WHAT YOU HAVE TO DO:
Which lines run from the one containing "of the bright" to the end of the entries below? Reproduce them exactly, both ends included.
[DATA PROVIDED — start]
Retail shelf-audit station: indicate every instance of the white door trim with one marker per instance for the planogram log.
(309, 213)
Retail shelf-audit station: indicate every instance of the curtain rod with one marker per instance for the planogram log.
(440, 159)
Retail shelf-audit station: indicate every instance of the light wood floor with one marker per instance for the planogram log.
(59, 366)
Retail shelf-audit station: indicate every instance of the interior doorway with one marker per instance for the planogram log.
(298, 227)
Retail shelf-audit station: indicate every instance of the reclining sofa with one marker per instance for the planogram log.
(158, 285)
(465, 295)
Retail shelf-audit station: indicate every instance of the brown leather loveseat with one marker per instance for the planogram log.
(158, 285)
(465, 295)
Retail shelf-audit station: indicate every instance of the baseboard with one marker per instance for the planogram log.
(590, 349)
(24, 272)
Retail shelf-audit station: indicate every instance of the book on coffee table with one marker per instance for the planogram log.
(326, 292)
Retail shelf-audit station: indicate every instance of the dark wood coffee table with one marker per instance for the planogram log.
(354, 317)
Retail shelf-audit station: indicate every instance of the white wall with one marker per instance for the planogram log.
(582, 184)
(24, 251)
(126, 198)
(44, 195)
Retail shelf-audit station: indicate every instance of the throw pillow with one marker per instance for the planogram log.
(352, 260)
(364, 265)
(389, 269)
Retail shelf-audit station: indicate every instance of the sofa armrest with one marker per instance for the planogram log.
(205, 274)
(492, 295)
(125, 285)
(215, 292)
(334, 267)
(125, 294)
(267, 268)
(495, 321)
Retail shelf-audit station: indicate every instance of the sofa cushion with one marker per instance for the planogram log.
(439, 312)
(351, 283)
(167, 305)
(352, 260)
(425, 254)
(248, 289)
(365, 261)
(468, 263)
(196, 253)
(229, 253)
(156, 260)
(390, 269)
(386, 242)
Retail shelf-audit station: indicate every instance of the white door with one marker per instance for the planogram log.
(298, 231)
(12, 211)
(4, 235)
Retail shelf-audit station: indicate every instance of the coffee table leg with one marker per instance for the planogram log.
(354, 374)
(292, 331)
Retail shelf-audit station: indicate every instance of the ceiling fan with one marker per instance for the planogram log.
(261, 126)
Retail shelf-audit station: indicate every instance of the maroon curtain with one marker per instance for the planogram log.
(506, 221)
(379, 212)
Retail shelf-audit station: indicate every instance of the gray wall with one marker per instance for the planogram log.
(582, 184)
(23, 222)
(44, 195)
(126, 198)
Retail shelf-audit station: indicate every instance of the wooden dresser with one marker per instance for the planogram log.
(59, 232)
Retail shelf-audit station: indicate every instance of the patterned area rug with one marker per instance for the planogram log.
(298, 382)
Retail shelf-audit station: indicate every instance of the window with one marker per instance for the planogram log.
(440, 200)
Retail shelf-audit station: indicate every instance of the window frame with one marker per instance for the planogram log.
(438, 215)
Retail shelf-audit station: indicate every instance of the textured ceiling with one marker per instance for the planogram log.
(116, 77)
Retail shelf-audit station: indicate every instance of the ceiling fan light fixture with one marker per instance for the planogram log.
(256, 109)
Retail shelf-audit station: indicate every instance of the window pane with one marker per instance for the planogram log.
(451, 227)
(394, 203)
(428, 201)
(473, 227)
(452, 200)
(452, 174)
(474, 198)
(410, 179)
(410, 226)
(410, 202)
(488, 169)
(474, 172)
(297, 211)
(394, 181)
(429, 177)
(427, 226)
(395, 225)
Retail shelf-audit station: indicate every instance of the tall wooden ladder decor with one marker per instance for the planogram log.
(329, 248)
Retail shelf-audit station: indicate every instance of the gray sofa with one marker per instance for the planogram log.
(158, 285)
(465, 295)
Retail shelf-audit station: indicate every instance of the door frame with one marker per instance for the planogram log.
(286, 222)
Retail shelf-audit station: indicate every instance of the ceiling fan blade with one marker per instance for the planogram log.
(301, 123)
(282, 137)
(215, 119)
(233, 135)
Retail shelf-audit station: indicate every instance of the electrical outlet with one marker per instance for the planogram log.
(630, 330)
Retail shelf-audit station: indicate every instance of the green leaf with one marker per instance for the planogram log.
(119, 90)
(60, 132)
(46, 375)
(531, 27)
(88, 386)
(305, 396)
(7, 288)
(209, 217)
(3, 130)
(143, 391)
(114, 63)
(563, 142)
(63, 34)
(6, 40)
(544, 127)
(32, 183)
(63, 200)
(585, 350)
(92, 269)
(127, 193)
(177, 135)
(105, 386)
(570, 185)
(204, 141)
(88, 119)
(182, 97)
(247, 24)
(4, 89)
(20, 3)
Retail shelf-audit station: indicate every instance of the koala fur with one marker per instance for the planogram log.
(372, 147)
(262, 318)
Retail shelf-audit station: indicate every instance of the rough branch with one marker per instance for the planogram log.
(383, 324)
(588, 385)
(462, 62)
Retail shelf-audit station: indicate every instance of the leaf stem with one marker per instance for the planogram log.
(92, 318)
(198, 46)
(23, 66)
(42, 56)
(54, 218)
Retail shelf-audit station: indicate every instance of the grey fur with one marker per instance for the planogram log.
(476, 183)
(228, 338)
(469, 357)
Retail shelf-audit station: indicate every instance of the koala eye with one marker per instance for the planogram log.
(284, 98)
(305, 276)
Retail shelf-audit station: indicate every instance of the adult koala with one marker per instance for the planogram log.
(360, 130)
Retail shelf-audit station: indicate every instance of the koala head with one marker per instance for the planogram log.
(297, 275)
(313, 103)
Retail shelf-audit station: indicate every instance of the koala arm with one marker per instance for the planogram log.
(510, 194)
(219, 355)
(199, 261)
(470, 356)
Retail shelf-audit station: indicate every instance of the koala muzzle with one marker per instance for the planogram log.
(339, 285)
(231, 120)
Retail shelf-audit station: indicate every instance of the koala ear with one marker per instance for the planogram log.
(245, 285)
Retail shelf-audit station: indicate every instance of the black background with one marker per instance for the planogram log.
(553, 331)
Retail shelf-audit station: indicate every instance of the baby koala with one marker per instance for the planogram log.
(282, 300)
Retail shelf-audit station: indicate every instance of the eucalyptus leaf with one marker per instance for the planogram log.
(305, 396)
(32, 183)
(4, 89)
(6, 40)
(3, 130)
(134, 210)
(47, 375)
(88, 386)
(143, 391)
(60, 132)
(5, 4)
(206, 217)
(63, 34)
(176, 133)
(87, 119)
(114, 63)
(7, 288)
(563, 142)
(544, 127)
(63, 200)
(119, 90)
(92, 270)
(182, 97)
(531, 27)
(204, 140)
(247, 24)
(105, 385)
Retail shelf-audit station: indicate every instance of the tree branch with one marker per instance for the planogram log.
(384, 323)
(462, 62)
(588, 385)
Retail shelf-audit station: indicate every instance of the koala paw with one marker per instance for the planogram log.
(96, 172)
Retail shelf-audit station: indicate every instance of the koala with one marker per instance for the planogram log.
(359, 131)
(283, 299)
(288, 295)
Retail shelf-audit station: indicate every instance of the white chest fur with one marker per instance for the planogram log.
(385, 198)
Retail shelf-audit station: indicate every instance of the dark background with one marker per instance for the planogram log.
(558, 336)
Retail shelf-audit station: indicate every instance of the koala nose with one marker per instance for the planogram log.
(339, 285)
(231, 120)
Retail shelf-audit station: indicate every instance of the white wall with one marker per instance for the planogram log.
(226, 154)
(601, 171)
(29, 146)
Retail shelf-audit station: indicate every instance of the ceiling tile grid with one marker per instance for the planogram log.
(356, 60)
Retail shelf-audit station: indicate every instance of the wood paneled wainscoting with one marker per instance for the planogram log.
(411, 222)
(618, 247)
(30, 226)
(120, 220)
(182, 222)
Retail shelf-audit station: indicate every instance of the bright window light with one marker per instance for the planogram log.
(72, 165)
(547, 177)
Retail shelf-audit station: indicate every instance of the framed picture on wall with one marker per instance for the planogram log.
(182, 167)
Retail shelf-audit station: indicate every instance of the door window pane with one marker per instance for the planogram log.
[DATA PROVIDED — finish]
EXPECTED ANSWER:
Retail shelf-audit station: indicate every instance of the bright window light with one marker per instance for the planogram log.
(72, 165)
(547, 177)
Retail shelf-audit station: indicate every instance of the framed picture on wall with one marker per instance for the planogram log.
(182, 167)
Retail shelf-audit station: indicate every instance of the door window pane with one marker per instance for the planogram log.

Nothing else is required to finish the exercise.